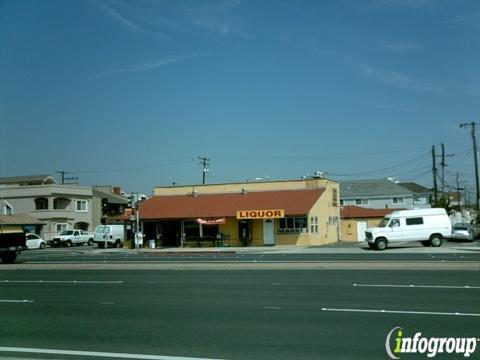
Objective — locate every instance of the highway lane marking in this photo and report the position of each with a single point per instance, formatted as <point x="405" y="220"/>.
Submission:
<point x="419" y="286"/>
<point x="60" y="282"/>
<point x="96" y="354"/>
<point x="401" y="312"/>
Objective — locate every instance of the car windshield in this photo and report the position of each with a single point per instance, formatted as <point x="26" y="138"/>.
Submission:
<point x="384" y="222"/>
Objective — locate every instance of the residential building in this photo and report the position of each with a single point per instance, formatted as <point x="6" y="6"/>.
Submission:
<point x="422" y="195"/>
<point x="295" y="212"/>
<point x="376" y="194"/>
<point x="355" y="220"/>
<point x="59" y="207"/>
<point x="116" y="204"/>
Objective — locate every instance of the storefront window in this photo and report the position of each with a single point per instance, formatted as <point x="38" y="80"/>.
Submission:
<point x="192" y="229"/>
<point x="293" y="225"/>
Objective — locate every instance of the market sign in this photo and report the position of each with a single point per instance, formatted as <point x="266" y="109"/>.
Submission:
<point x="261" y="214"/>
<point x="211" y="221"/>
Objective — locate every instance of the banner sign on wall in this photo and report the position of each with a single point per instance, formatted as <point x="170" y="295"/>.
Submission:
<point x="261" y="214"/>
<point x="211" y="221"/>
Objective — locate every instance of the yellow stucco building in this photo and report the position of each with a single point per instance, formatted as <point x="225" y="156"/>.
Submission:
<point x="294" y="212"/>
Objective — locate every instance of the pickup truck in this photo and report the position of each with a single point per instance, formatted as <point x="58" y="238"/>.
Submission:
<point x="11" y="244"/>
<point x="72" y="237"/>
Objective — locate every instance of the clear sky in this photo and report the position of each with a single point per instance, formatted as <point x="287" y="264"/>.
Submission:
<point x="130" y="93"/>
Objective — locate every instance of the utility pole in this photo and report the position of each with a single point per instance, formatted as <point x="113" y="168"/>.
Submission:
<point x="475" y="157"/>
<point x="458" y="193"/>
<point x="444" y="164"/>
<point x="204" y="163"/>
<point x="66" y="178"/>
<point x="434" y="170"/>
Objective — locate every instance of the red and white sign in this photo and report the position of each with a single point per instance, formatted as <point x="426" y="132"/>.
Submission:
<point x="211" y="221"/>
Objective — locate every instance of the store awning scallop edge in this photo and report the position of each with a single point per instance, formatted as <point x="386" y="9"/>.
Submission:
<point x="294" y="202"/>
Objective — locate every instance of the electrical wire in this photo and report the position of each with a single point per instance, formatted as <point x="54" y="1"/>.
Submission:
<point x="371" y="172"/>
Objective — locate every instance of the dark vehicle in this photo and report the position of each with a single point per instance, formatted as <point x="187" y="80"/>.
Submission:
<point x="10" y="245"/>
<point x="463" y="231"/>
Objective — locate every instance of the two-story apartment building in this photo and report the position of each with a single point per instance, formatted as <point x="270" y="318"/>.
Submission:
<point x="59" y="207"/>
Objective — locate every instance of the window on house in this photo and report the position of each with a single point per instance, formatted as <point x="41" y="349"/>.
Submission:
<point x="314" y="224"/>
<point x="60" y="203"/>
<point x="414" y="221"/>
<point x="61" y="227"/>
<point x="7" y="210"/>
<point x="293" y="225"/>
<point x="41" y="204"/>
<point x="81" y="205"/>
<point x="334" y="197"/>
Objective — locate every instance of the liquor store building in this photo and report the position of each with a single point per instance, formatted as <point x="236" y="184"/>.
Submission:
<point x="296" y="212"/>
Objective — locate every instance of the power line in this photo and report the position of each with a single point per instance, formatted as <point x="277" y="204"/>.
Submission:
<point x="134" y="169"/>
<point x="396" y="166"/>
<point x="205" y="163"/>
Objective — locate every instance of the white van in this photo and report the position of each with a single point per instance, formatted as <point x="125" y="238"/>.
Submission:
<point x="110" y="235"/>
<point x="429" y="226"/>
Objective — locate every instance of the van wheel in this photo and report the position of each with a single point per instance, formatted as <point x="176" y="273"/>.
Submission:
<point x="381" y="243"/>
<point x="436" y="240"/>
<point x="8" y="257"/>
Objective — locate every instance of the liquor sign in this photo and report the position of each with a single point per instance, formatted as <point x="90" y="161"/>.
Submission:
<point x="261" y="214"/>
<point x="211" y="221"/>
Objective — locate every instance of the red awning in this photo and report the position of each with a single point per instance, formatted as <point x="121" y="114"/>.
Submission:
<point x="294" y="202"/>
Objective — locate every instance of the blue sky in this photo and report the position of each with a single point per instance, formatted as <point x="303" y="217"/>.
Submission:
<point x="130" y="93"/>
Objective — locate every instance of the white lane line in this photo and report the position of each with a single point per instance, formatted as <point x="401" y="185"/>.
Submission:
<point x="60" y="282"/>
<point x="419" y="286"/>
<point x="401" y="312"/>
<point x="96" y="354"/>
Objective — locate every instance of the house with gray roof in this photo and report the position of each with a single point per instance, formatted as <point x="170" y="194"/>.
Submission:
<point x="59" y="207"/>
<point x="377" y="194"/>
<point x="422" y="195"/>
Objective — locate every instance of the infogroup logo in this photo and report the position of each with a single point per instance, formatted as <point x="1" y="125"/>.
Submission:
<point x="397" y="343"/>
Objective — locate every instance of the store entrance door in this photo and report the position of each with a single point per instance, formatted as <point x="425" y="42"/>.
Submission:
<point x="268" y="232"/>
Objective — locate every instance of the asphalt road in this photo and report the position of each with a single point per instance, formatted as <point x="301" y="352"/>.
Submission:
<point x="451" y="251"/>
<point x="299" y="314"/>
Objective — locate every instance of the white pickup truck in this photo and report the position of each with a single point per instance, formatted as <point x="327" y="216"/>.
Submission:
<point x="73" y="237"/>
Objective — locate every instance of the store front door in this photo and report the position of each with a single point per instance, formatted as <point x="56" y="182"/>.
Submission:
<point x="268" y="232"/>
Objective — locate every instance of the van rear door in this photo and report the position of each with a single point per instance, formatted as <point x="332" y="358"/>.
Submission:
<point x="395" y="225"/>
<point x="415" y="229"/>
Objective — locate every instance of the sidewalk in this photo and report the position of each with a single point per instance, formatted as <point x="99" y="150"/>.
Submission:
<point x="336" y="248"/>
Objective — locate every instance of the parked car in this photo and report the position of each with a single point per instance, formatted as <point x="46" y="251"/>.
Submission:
■ ■ ■ ■ ■
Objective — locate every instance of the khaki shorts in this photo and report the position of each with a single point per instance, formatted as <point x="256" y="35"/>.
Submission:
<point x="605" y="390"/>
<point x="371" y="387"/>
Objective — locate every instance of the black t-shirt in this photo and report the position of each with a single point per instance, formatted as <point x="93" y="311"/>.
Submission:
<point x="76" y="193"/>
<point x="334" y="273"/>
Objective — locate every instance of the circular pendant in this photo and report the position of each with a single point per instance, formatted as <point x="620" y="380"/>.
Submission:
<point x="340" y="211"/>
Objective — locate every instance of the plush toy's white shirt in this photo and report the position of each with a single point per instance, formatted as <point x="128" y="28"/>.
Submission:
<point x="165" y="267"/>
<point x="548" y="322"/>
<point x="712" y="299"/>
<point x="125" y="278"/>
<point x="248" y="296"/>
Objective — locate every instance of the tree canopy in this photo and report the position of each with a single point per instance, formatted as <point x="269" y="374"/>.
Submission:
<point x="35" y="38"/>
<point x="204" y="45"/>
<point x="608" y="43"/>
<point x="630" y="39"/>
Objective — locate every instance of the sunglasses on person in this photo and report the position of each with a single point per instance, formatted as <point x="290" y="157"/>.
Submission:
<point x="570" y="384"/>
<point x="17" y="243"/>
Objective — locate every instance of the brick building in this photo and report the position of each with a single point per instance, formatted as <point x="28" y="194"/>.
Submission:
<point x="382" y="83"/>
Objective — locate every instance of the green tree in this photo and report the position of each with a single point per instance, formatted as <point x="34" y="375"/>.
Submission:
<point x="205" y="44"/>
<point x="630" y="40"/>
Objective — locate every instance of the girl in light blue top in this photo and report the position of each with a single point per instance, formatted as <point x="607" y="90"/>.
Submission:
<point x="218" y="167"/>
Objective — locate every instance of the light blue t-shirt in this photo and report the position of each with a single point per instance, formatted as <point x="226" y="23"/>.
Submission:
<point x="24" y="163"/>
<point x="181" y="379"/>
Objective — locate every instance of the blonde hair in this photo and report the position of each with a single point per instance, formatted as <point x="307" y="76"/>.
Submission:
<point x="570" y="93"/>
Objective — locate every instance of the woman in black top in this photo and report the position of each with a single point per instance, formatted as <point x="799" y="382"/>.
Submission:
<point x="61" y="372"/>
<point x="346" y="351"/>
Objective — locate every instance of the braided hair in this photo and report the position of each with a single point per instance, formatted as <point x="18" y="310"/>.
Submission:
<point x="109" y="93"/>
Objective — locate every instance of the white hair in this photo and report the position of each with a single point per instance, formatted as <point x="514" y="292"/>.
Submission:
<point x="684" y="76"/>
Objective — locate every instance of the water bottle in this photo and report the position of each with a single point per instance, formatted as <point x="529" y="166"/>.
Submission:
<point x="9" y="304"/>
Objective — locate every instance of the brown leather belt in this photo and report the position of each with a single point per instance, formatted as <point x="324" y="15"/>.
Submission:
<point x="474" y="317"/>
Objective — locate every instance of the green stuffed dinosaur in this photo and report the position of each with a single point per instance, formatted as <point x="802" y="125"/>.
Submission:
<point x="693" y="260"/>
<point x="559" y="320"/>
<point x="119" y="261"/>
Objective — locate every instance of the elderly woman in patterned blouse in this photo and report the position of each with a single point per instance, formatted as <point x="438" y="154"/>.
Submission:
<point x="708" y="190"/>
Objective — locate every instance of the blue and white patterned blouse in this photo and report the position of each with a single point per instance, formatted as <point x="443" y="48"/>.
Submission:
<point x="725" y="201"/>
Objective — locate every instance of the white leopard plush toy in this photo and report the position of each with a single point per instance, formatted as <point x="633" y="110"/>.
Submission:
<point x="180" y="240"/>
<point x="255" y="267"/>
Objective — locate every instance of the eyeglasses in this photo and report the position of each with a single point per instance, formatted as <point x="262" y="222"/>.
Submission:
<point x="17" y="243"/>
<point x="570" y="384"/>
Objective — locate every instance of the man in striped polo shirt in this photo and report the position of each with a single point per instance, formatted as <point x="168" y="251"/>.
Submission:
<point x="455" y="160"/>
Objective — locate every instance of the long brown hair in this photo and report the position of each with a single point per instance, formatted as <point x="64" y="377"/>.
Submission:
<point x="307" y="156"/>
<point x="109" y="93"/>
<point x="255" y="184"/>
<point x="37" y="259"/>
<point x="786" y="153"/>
■ ■ ■ ■ ■
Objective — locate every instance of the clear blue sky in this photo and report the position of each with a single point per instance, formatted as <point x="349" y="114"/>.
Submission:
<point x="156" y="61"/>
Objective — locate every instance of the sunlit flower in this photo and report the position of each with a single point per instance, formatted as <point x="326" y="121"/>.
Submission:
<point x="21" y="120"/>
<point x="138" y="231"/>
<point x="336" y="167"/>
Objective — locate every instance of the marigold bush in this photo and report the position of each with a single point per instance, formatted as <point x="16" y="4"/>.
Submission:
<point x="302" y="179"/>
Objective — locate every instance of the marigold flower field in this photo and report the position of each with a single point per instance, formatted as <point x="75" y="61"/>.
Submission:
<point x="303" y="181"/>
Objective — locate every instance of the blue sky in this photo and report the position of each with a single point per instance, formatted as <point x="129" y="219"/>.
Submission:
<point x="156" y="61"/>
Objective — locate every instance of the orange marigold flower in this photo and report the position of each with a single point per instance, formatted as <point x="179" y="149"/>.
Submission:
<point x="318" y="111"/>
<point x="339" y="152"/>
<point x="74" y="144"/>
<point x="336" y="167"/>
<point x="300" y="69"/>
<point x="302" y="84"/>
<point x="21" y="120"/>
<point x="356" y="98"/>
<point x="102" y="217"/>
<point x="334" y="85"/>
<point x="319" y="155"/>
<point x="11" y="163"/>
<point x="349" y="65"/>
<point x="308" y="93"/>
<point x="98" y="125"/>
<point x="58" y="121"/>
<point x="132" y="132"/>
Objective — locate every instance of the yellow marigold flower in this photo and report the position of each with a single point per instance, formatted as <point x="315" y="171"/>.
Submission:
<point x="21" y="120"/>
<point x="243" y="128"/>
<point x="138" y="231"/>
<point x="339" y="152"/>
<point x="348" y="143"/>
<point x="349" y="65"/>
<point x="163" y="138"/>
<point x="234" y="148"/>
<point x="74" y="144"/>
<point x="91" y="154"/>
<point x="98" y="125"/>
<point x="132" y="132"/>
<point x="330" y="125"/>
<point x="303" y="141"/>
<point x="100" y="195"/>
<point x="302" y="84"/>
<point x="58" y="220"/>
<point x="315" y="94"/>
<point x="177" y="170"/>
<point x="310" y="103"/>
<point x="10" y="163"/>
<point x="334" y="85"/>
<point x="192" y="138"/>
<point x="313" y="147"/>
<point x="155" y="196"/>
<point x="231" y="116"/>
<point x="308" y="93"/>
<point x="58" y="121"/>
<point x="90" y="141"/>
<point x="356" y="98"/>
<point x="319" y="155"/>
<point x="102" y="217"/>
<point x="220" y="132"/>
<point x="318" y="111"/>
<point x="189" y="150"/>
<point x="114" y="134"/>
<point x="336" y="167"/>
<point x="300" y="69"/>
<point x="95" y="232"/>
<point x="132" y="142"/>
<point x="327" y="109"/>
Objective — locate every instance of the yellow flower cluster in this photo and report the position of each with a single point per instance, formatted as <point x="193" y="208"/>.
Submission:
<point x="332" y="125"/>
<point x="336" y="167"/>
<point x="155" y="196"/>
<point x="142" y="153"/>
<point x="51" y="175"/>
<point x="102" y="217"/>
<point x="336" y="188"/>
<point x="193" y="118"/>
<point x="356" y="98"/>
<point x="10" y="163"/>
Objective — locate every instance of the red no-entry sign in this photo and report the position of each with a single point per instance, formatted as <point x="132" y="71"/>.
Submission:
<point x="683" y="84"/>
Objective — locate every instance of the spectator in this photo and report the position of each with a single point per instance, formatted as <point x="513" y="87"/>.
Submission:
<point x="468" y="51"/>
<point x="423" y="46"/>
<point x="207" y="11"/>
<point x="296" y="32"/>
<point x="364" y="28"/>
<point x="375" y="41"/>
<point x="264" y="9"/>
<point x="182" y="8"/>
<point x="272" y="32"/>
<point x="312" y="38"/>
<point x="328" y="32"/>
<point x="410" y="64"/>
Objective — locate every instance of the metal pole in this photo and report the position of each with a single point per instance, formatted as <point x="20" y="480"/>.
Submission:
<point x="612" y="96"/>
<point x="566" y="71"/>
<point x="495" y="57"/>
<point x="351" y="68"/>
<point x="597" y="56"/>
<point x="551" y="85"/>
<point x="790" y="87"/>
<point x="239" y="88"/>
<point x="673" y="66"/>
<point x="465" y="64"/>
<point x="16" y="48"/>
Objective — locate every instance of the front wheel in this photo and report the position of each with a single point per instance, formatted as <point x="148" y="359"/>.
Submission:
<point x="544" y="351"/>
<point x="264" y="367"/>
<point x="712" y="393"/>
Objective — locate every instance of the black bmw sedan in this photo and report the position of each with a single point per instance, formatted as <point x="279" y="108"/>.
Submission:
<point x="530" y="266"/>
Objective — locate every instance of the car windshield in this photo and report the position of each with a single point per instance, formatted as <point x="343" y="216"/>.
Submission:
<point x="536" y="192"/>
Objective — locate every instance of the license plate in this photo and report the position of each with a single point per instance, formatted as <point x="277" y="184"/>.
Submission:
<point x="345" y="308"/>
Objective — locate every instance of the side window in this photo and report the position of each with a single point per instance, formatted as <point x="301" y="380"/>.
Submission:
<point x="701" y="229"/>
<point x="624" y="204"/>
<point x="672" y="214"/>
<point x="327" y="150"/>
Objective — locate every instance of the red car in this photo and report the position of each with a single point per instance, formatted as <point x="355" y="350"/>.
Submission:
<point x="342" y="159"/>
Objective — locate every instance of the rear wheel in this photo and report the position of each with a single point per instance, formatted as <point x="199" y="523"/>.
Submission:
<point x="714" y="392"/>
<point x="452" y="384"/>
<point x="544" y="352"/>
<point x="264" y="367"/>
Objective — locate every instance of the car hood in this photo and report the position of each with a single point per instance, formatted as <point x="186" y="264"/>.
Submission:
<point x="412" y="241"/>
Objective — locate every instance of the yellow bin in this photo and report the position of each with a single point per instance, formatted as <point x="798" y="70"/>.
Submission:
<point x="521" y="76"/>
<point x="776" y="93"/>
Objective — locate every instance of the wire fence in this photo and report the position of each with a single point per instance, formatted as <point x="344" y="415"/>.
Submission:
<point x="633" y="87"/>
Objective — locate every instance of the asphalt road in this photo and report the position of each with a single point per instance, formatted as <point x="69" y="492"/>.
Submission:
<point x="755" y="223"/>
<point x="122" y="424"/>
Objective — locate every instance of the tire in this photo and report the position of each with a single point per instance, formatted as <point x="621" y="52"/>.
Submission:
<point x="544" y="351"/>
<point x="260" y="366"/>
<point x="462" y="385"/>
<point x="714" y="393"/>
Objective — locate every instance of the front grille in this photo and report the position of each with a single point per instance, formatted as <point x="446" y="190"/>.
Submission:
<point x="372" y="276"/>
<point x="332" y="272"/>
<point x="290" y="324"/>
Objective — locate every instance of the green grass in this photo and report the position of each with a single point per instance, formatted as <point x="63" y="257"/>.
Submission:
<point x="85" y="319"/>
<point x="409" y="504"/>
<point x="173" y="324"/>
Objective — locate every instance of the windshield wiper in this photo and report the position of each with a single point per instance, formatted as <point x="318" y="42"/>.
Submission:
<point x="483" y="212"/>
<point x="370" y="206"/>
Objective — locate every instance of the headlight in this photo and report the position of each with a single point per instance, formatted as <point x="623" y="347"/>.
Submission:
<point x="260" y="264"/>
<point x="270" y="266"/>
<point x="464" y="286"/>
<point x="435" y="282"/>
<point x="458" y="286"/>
■ ■ ■ ■ ■
GIVEN PROBLEM → List every line in the rows above that contains the word "pickup", copying each one in full.

COMPLETE OUTPUT →
Objective — locate every instance of the pickup truck in this photo and report the position of each with a single point per instance, formatted as <point x="58" y="238"/>.
Objective — locate every instance of the white pickup truck in this photo and report the position of each with a single point per instance, formatted as <point x="327" y="216"/>.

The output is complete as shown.